-- DOCUMENT TEXT --
:::::
Other free black settlements were located at Tracadie, Guysborough County and Brindley Town. The Black Loyalists who came to Nova Scotia were promised they would receive the same treatment as the white Loyalists. This was not the case. Blacks were forced to settle in areas located outside of the main towns. They also had great difficulties in securing their land grants.

The settlement at Tracadie actually began in Port Mouton, Shelburne County. The settlers at Port Mouton came with the great migration in 1783. They named their settlement Guysborough in honour of Sir Guy Carleton. This settlement was home to 588 Black Loyalists; but a fire the following spring destroyed the town and everything was lost. The government moved the people to Chedabucto Bay, where they again named their new settlement Guysborough.

In 1786, two years later, the Black Loyalists at Guysborough were still awaiting their land grants. Their leader, a man by the name of Thomas Brownspriggs, organized a seventy-four signature petition which requested that they receive their land. He presented this petition to the government and in September of that year, the families were granted 3000 acres located in Tracadie, on the other side of the province and deep in the interior. This grant allowed each family to have a farm lot of forty acres. The land was poor and isolated, but ultimately, poor land was better than no land at all. Still, it seems that many of the grantees abandoned their farms, and by 1799,  2,720 of the 3000 acres that were granted was reallocated to a group of twenty-eight Acadians and Blacks.

Brindley Town was located near the main settlement at Digby. The Black Loyalists who were settled there had great difficulty receiving their land grants. They were relocated twice, once due to the fact that they had settled on land that had previously been set aside as church lands. They were also troubled when attempting to have their land surveyed. The government had ceased to continue paying the surveyor, and therefore it took much longer for him to bother surveying their plots. The settlers had to pay from their own pockets to have their land surveyed, and their pockets were nearly empty.
:::::
Point annotation dataset records:

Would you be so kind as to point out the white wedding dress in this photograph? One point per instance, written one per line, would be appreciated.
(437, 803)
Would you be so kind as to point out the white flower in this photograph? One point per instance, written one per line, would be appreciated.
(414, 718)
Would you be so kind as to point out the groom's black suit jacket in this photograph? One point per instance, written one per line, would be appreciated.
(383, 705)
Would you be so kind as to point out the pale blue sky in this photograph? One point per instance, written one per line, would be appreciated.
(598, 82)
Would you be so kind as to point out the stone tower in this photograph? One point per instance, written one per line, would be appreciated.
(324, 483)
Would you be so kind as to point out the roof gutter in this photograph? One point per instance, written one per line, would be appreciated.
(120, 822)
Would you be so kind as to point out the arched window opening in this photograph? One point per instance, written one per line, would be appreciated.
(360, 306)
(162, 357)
:::::
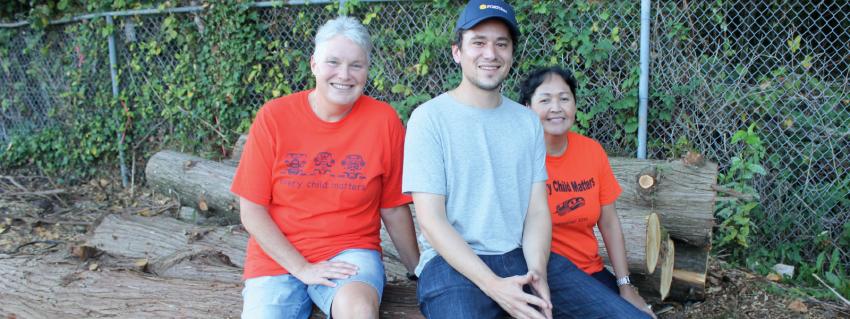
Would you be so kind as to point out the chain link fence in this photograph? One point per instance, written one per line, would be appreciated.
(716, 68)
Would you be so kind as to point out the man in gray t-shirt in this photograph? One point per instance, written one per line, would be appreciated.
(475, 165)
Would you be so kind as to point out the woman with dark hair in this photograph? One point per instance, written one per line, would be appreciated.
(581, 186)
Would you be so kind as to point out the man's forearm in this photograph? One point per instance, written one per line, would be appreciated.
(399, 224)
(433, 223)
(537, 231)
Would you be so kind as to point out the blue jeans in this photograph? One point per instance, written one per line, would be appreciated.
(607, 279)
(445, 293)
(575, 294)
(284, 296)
:::::
-- EXERCISE REQUIREMENTS --
(a) Using the text on Black Loyalist settlements, decide whether each statement agrees with it: (i) The settlement begun at Port Mouton was home to 588 Black Loyalists. (ii) Each family granted land at Tracadie received a farm lot of sixty acres. (iii) The government kept paying the surveyor who worked on the Brindley Town plots.
(b) Switch "main towns" to "principal towns" and write out the text on Black Loyalist settlements again, beginning at the words "Other free black" and stopping after "securing their land grants.".

-- PROBLEM SOLUTIONS --
(a)
(i) Yes: "This settlement was home to 588 Black Loyalists"
(ii) No: "This grant allowed each family to have a farm lot of forty acres."
(iii) No: "The government had ceased to continue paying the surveyor"

(b)
Other free black settlements were located at Tracadie, Guysborough County and Brindley Town. The Black Loyalists who came to Nova Scotia were promised they would receive the same treatment as the white Loyalists. This was not the case. Blacks were forced to settle in areas located outside of the principal towns. They also had great difficulties in securing their land grants.